[WHAT TO PRODUCE]: All the data must be output exactly as given.

***** AVAILABLE RECORDS

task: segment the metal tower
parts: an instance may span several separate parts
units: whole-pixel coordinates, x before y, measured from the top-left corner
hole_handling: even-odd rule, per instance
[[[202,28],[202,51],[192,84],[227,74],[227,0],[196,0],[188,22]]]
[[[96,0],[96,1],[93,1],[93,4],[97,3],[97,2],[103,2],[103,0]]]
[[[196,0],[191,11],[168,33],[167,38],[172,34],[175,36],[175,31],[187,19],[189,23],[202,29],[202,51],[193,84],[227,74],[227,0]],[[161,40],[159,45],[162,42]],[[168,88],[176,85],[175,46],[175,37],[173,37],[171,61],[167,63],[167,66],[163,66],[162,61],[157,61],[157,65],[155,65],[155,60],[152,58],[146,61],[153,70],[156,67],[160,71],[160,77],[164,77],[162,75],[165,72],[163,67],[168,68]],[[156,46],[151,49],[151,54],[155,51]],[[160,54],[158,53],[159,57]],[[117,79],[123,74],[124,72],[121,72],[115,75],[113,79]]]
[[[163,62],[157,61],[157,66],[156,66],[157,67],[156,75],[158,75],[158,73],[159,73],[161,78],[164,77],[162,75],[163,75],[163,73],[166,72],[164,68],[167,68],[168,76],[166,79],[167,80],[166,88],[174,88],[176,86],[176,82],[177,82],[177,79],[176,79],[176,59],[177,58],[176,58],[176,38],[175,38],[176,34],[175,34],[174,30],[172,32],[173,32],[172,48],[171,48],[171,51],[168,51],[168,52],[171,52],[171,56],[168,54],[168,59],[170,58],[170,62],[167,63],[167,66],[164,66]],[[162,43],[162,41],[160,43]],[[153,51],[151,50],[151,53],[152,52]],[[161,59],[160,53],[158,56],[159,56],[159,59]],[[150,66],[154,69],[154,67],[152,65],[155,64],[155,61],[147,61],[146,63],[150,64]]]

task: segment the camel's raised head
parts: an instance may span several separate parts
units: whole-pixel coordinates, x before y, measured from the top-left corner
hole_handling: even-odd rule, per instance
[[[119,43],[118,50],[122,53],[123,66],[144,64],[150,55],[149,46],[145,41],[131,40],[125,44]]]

**********

[OUTPUT]:
task: segment the metal tower
parts: an instance may span several separate parts
units: whole-pixel coordinates, x before y, measured from the top-left corner
hole_handling: even-odd rule, per instance
[[[202,28],[202,51],[192,84],[227,74],[227,0],[196,0],[188,22]]]
[[[96,0],[96,1],[93,1],[93,4],[97,3],[97,2],[103,2],[103,0]]]
[[[196,0],[191,11],[168,33],[167,38],[172,34],[175,36],[175,31],[187,19],[189,23],[202,29],[202,51],[193,84],[227,74],[227,0]],[[161,40],[159,45],[162,42]],[[168,88],[176,85],[175,46],[175,37],[173,37],[171,61],[167,63],[167,66],[163,66],[162,61],[157,61],[157,65],[155,65],[155,60],[152,58],[146,61],[153,70],[156,67],[160,71],[160,77],[164,77],[162,75],[165,72],[163,67],[168,68]],[[156,46],[151,49],[151,54],[155,51]],[[160,54],[158,53],[159,57]],[[117,79],[123,74],[124,72],[121,72],[115,75],[113,79]]]
[[[163,62],[157,61],[157,66],[156,66],[157,67],[156,75],[158,75],[158,73],[159,73],[161,78],[164,77],[162,75],[163,75],[163,73],[166,72],[164,68],[167,68],[168,76],[166,79],[167,80],[166,88],[174,88],[176,86],[176,82],[177,82],[177,79],[176,79],[176,59],[177,58],[176,58],[176,38],[175,38],[176,34],[175,34],[174,30],[172,32],[173,32],[172,48],[171,48],[171,51],[168,51],[168,52],[171,52],[171,56],[168,54],[168,59],[170,58],[170,62],[167,63],[167,66],[164,66]],[[162,43],[162,41],[160,43]],[[153,51],[151,50],[151,53],[152,52]],[[161,59],[160,53],[158,56],[159,56],[159,59]],[[150,66],[154,69],[154,67],[152,65],[155,64],[155,61],[147,61],[146,63],[150,64]]]

task: segment the camel's raised head
parts: an instance may span several separate parts
units: whole-pixel coordinates, x before y, measured from the top-left corner
hole_handling: even-odd rule, per instance
[[[119,43],[118,50],[122,53],[123,66],[144,64],[150,55],[149,46],[145,41],[131,40],[125,44]]]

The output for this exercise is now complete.